WHAT IS ASKED: Return, unchanged, everything in the entries from the line containing "the green tree." down to the line containing "left=561, top=329, right=627, bottom=368", with both of those lines included.
________________________
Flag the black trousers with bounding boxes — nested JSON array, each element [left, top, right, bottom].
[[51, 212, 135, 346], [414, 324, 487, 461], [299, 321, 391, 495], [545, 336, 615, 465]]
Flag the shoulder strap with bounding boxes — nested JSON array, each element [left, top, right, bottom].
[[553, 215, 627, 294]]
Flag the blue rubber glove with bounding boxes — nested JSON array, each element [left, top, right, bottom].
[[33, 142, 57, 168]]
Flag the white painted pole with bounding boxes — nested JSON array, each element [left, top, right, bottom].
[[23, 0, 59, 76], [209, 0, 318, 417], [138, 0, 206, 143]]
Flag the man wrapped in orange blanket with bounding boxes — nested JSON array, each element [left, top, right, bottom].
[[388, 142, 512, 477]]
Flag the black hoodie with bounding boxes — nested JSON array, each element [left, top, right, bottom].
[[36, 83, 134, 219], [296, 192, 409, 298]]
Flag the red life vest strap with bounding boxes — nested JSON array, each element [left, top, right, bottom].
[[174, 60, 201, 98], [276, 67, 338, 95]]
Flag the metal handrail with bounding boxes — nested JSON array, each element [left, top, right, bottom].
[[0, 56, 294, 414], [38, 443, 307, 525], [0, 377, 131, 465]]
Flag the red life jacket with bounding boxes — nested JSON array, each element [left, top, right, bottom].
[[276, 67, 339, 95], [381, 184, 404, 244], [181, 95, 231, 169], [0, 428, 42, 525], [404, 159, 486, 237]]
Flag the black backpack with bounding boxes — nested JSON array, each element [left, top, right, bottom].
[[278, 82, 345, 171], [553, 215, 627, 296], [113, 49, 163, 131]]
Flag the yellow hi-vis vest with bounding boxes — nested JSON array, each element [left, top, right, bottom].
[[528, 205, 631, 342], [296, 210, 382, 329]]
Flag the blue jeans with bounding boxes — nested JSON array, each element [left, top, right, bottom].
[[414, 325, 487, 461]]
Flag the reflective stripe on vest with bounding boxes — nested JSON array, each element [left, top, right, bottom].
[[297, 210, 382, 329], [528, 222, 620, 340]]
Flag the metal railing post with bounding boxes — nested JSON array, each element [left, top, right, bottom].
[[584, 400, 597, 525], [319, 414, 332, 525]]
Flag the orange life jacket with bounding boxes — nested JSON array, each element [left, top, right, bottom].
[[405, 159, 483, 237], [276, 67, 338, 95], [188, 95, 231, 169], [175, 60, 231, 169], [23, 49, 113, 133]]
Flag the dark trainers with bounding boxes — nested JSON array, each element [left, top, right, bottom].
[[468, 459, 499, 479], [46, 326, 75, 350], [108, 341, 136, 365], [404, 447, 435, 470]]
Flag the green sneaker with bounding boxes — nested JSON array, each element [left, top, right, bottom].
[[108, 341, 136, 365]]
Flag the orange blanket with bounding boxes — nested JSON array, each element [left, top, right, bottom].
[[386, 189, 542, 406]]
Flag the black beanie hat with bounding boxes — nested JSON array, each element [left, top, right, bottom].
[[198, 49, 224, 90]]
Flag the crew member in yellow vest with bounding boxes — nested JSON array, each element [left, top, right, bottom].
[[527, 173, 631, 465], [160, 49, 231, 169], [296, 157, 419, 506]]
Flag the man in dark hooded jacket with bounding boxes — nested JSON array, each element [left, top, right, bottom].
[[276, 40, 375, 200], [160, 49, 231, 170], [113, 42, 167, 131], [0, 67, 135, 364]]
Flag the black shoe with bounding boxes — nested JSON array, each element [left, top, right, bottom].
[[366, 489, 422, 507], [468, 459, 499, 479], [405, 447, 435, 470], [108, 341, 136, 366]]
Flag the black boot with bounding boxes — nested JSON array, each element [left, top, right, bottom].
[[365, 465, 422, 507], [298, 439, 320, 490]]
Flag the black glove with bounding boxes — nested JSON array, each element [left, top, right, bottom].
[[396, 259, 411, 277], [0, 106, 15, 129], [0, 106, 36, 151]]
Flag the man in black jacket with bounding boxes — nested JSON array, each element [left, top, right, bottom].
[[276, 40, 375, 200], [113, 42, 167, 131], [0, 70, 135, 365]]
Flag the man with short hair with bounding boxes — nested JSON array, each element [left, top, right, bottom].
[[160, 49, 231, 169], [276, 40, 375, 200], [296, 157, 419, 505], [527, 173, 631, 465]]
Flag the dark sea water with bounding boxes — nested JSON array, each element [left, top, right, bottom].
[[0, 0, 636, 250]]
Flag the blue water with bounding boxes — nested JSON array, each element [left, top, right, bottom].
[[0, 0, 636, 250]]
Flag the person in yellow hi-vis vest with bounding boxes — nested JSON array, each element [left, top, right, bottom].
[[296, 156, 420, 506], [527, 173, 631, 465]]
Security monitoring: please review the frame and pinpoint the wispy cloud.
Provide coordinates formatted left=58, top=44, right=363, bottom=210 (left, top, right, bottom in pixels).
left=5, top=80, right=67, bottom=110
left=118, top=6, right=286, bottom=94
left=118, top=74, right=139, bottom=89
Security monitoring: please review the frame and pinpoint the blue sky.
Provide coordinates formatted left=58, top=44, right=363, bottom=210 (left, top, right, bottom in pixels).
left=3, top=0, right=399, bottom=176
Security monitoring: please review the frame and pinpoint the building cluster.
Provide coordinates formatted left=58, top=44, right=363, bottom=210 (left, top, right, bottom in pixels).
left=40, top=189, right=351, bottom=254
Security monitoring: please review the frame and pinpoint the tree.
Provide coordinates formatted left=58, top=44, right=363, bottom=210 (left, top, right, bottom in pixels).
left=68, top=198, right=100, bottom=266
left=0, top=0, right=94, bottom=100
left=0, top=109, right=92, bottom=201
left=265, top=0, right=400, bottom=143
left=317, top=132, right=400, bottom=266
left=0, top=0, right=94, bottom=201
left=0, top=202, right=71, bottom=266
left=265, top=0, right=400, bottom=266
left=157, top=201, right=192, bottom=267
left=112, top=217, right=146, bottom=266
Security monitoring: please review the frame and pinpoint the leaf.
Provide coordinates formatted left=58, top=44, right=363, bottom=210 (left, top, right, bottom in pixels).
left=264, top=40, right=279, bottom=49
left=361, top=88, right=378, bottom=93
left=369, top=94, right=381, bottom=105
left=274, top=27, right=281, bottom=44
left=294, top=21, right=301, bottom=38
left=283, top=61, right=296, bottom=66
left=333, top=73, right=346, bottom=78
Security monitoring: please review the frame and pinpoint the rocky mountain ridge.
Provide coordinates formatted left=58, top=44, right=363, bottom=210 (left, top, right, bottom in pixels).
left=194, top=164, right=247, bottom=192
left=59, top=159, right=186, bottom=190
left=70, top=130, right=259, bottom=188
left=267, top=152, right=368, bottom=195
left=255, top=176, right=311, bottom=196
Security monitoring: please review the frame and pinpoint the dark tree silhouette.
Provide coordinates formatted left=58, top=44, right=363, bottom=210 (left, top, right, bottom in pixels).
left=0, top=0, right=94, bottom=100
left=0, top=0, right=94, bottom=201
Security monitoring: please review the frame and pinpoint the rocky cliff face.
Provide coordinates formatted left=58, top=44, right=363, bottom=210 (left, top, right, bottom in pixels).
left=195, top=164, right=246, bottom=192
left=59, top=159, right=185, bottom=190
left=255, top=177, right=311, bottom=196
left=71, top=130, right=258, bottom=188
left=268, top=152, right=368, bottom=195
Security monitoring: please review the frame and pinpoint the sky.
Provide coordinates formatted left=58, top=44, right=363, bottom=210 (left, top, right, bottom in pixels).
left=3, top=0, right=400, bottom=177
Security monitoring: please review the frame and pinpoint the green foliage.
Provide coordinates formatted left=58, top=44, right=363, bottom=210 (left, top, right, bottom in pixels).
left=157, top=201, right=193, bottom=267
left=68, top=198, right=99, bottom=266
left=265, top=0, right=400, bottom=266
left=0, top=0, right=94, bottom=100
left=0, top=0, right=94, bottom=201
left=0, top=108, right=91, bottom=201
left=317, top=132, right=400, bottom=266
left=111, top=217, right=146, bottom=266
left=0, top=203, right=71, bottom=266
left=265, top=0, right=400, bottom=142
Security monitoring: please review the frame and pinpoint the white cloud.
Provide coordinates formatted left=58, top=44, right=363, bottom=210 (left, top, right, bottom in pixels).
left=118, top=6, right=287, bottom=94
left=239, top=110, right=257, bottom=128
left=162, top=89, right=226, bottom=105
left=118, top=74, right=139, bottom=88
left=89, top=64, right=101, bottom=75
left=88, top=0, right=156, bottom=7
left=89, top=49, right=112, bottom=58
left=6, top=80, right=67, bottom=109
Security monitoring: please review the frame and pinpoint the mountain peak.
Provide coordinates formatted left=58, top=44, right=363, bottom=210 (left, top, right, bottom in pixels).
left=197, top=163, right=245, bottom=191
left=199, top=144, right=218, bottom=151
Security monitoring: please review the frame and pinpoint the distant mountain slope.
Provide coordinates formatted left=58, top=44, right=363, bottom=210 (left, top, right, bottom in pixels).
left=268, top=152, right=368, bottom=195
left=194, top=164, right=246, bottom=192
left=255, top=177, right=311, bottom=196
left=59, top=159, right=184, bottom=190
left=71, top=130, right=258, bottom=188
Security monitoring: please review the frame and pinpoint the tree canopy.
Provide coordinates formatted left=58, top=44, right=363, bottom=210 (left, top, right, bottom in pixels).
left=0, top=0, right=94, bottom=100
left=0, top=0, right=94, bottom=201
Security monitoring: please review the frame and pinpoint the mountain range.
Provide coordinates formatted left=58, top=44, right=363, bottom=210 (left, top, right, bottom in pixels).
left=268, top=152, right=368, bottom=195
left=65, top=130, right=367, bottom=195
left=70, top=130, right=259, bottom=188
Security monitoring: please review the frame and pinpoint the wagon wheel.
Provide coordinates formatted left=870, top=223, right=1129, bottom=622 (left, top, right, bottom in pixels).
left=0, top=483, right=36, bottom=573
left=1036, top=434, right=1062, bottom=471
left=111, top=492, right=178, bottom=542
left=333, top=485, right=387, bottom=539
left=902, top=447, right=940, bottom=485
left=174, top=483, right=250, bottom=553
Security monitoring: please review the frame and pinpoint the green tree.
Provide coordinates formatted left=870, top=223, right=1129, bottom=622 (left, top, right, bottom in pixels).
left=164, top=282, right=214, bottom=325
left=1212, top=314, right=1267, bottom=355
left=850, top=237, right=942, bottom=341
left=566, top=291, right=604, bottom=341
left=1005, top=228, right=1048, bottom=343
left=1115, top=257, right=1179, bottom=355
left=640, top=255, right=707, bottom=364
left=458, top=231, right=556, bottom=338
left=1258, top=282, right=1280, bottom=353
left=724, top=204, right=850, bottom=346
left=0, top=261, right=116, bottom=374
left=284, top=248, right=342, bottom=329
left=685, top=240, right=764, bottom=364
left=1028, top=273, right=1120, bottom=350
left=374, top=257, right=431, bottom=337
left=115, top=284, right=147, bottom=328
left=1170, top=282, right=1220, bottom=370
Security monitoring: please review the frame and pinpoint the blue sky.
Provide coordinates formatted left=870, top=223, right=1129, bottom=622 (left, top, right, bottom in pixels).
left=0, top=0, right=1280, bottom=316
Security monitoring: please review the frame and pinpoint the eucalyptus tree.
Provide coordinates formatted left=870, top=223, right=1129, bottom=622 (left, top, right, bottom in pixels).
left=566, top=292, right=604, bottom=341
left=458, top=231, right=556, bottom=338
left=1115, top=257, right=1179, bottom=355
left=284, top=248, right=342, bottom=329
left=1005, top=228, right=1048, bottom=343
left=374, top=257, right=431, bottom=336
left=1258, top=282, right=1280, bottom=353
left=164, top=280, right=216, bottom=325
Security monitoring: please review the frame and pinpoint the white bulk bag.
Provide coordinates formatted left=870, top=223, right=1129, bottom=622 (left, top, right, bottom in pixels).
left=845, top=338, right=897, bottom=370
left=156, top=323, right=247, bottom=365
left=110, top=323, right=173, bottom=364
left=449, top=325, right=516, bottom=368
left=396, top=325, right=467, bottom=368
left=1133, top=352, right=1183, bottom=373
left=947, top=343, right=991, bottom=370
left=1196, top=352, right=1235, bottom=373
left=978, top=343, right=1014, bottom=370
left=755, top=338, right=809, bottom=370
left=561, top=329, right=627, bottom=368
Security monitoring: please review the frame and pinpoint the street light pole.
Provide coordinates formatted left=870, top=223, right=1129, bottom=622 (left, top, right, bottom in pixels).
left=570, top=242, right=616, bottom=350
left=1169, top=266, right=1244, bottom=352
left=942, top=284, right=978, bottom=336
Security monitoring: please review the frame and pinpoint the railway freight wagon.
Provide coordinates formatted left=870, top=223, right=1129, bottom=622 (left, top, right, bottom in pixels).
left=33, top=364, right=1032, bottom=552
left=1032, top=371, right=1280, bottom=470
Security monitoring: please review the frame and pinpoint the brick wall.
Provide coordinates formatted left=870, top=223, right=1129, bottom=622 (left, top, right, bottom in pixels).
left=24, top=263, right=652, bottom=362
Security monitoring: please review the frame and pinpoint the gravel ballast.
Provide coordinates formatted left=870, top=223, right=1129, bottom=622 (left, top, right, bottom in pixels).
________________________
EXPECTED OUTPUT:
Security monitoring: please review the frame and pinpoint the green tree.
Provide coordinates formatted left=870, top=223, right=1129, bottom=622 (left, top, right, bottom in pixels).
left=164, top=282, right=214, bottom=325
left=1212, top=314, right=1267, bottom=355
left=850, top=237, right=942, bottom=341
left=566, top=291, right=604, bottom=341
left=1005, top=228, right=1048, bottom=343
left=1115, top=257, right=1179, bottom=355
left=640, top=255, right=707, bottom=364
left=458, top=231, right=556, bottom=338
left=1258, top=282, right=1280, bottom=353
left=724, top=204, right=850, bottom=346
left=0, top=261, right=116, bottom=374
left=284, top=248, right=342, bottom=329
left=685, top=240, right=764, bottom=364
left=1028, top=273, right=1120, bottom=350
left=374, top=257, right=431, bottom=337
left=115, top=284, right=147, bottom=328
left=1170, top=282, right=1220, bottom=370
Security monitoring: please review the frame and pinpoint the blue sky.
Provide coordinates formatted left=870, top=223, right=1129, bottom=622 (left, top, right, bottom in pixels).
left=0, top=0, right=1280, bottom=316
Security monitoring: please review the frame and pinpoint the eucalyptus tree.
Provide coordinates formatted left=870, top=223, right=1129, bottom=622 (left, top, right, bottom in pixels).
left=566, top=292, right=604, bottom=341
left=458, top=231, right=556, bottom=338
left=1115, top=257, right=1179, bottom=355
left=284, top=248, right=342, bottom=329
left=1005, top=228, right=1048, bottom=343
left=374, top=257, right=431, bottom=336
left=1258, top=282, right=1280, bottom=353
left=164, top=280, right=216, bottom=325
Security monitoring: please review the frame and pinpoint the white bulk bag.
Provide coordinates formatted left=870, top=223, right=1129, bottom=622 (left, top, right, bottom in pixels).
left=845, top=338, right=897, bottom=370
left=156, top=323, right=247, bottom=365
left=110, top=323, right=173, bottom=364
left=449, top=325, right=516, bottom=368
left=396, top=325, right=467, bottom=368
left=1133, top=352, right=1183, bottom=373
left=947, top=343, right=991, bottom=370
left=1196, top=352, right=1235, bottom=373
left=978, top=343, right=1014, bottom=370
left=755, top=338, right=809, bottom=370
left=561, top=329, right=627, bottom=368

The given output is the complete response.